▶ Goal
Copy every one of the records below word for word.

▶ Records for this exercise
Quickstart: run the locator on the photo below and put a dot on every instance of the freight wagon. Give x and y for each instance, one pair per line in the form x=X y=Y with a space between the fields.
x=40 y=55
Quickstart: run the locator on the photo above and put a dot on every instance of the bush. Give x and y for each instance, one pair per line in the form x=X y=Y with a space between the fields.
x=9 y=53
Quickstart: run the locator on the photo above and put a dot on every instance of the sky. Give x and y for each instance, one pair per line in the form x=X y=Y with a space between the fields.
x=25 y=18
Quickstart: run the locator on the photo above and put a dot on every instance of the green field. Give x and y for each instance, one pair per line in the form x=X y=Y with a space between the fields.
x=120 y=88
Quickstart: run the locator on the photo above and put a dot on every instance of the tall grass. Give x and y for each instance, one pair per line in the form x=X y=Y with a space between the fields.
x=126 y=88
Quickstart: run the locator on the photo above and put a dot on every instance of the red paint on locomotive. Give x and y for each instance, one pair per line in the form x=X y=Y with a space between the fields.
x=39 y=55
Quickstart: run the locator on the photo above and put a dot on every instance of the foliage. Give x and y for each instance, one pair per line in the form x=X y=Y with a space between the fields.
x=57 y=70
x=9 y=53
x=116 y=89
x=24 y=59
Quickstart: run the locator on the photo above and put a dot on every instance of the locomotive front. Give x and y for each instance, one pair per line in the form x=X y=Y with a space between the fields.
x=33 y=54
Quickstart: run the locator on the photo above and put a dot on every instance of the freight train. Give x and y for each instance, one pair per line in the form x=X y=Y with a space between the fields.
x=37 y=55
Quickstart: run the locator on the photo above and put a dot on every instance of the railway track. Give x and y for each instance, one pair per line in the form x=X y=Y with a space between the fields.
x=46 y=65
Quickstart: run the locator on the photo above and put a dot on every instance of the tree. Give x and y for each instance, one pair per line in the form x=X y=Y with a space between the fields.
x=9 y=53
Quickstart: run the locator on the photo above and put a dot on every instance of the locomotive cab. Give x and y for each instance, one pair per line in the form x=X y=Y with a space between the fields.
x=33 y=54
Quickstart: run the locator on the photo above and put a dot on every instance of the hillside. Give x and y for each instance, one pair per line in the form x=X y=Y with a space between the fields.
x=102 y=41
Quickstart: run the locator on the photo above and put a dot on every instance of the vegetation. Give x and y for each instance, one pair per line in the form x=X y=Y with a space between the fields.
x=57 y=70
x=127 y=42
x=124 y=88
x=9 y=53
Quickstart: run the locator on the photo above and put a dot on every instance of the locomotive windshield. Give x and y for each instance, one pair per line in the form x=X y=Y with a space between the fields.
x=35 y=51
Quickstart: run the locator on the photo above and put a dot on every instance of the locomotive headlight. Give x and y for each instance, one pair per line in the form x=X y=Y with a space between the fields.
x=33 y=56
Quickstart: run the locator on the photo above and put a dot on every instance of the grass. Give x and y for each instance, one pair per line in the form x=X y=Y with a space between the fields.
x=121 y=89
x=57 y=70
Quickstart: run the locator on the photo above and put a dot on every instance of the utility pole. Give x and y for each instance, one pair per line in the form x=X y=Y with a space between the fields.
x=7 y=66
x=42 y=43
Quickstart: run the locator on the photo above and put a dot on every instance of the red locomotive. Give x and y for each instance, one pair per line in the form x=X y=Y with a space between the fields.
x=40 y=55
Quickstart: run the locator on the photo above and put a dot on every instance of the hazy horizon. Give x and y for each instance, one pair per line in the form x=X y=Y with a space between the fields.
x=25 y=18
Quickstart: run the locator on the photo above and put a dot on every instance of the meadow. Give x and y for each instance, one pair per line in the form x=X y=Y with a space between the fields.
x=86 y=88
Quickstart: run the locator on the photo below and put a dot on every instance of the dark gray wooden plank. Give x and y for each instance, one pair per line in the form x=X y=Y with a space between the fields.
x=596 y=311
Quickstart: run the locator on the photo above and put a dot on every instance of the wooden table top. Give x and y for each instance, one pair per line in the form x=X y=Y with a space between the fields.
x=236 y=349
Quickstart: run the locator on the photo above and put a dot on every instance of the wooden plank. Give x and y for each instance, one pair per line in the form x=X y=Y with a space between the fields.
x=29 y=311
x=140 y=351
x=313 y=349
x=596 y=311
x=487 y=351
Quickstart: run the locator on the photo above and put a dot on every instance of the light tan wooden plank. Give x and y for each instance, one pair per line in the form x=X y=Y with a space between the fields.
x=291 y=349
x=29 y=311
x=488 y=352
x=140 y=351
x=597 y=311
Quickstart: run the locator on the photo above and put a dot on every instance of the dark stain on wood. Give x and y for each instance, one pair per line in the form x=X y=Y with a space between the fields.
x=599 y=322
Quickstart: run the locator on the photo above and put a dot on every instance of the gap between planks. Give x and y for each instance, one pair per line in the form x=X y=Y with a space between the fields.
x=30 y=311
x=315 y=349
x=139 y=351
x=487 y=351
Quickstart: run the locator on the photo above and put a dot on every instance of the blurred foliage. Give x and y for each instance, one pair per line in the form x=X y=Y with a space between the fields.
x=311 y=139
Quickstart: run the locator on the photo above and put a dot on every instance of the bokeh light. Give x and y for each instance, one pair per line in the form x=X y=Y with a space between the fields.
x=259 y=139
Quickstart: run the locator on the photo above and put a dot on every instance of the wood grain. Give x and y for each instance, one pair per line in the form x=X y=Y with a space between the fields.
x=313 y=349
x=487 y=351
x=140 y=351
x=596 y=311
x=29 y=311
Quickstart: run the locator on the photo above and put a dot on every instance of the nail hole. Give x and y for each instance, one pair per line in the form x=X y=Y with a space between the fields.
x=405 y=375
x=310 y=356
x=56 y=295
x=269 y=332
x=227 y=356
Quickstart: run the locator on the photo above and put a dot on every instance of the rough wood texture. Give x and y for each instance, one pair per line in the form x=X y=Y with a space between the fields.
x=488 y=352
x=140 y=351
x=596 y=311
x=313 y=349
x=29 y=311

▶ Expected answer
Quickstart: run the locator on the photo below and put a dot on every instance of the freight wagon. Give x and y for each instance, one pair per line in the form x=X y=Y with a space between the fields.
x=40 y=55
Quickstart: run the locator on the photo above and put a dot on every instance of the bush. Give x and y for each instance, one pair per line in the form x=X y=Y with a space between the fields.
x=9 y=53
Quickstart: run the locator on the photo above and put a dot on every instance of the sky. Give x and y for each instance, one pair per line in the form x=X y=Y with a space between the fields.
x=25 y=18
Quickstart: run the locator on the photo above and put a dot on every instance of the green field. Give x and y for each instance, one pair per line in the form x=X y=Y with a space between the fields.
x=120 y=88
Quickstart: run the locator on the photo above and put a dot on every instance of the tall grass. Give x and y for each instance, one pair per line in the form x=X y=Y with a space between the fields.
x=126 y=88
Quickstart: run the locator on the photo above and put a dot on every instance of the red paint on locomotive. Give x and y for each instance, one pair per line in the form x=X y=Y with a space between the fields.
x=39 y=55
Quickstart: run the locator on the photo above and put a dot on every instance of the foliage. Give x and y for each instance, one pair per line in the form x=X y=Y with a space between the fields.
x=57 y=70
x=9 y=53
x=116 y=89
x=24 y=59
Quickstart: run the locator on the photo above and put a dot on every instance of the locomotive front. Give x and y for each instance, one pair per line in the form x=X y=Y with a space between the fields.
x=33 y=54
Quickstart: run the locator on the photo above and put a dot on every instance of the freight train. Give x and y for each instance, one pair per line in the form x=X y=Y with a space between the fields.
x=37 y=55
Quickstart: run the locator on the photo above and put a dot on every instance of the railway track. Give x and y for each instance, one pair per line in the form x=X y=Y with a space between the fields.
x=46 y=65
Quickstart: run the locator on the photo above and put a dot on every instance of the tree. Give x and y for each instance, one pair per line in the form x=X y=Y with a space between the fields.
x=9 y=53
Quickstart: run the locator on the photo above and put a dot on every instance of the locomotive cab. Give x and y for each instance, one pair per line in the form x=X y=Y with a space between the fields.
x=33 y=54
Quickstart: run the locator on the photo above and put a dot on every instance of the hillside. Give x and y for each instance, one pair per line in the form x=X y=Y with a space between the fields.
x=102 y=41
Quickstart: run the locator on the photo above and put a dot on every instance of the vegetation. Give x and y for each instance, one pair per line in the form x=X y=Y with a space between the fields.
x=57 y=70
x=127 y=42
x=124 y=88
x=9 y=53
Quickstart: run the locator on the photo above and put a dot on every instance of the locomotive windshield. Give x and y for each instance, one pair per line in the form x=X y=Y with a space between the fields.
x=35 y=51
Quickstart: run the locator on the photo above and put a dot on every instance of the locomotive headlight. Give x and y for each instance, one pair per line in the form x=X y=Y with a space between the fields.
x=33 y=56
Quickstart: run the locator on the photo above and put a dot on every instance of the grass. Give x and y for each instance, one pair per line in the form x=X y=Y with a space between the fields.
x=121 y=89
x=57 y=70
Quickstart: run the locator on the photo above and put a dot on every instance of the utility pole. Give x and y for each instance, one pair per line in the form x=X y=Y with a space between the fields.
x=7 y=66
x=42 y=43
Quickstart: run the locator on the photo above and put a dot on every instance of the red locomotive. Give x and y for each instance, one pair per line in the form x=X y=Y with a space between the fields.
x=40 y=55
Quickstart: run the locator on the photo above and put a dot on every instance of the hazy horizon. Give x and y for each instance, one pair per line in the form x=X y=Y with a space between the fields.
x=25 y=18
Quickstart: run the locator on the photo above and put a dot on every instance of the meadow. Give x and y for each instance, one pair per line in the form x=X y=Y with a space between the fields.
x=86 y=88
Quickstart: run the locator on the photo below and put a dot on every instance of the dark gray wooden plank. Give x and y for each instance, one pair per line in the form x=X y=Y with a space between the fields.
x=596 y=311
Quickstart: run the locator on the photo above and put a dot on every instance of the wooden table top. Give x and y for each instance, one pair per line in the form x=X y=Y with a space between the fields.
x=236 y=349
Quickstart: run the locator on the photo above and put a dot on every instance of the wooden plank. Give x and y for each instance, one pair per line in the form x=X y=Y with a space between the fields.
x=29 y=311
x=140 y=351
x=313 y=349
x=596 y=311
x=487 y=351
Quickstart: run the locator on the photo above and put a dot on every instance of the light tan wooden plank. Give x and y for each instance, one pair per line in the form x=X y=Y with a space between the fields.
x=291 y=349
x=29 y=311
x=488 y=352
x=140 y=351
x=597 y=311
Quickstart: run the locator on the photo above and put a dot on every instance of the dark stain on wood. Give x and y for each instance, one pair per line in the form x=X y=Y with a space between the fields.
x=599 y=322
Quickstart: run the locator on the photo above and put a dot on every instance of the gap between planks. Give x and y for each instance, one pair per line in the form x=X y=Y with a space between the fields.
x=30 y=311
x=315 y=349
x=139 y=351
x=487 y=351
Quickstart: run the locator on the photo above and put a dot on every instance of the blurred foliage. Give x and y for each instance, one pair per line in the form x=X y=Y with a space between the fields.
x=311 y=139
Quickstart: run the locator on the photo above and put a dot on every instance of the bokeh light. Give x and y for each instance, one pair per line in the form x=X y=Y with a space between the fields.
x=259 y=139
Quickstart: run the locator on the photo above and put a dot on every instance of the wood grain. Give x and y for each instance, one pair per line in the form x=X y=Y with a space between the fields.
x=313 y=349
x=487 y=351
x=140 y=351
x=596 y=311
x=29 y=311
Quickstart: run the locator on the photo above and put a dot on every instance of the nail hole. Give x and y for each instance, one pair per line in the form x=X y=Y with a space between the fields.
x=405 y=375
x=310 y=356
x=56 y=295
x=269 y=332
x=227 y=356
Quickstart: run the locator on the photo above and put a dot on every instance of the rough wood texture. Give x and y for each instance, one pair per line in the form x=X y=Y with a space between the fields.
x=488 y=352
x=140 y=351
x=596 y=311
x=313 y=349
x=29 y=311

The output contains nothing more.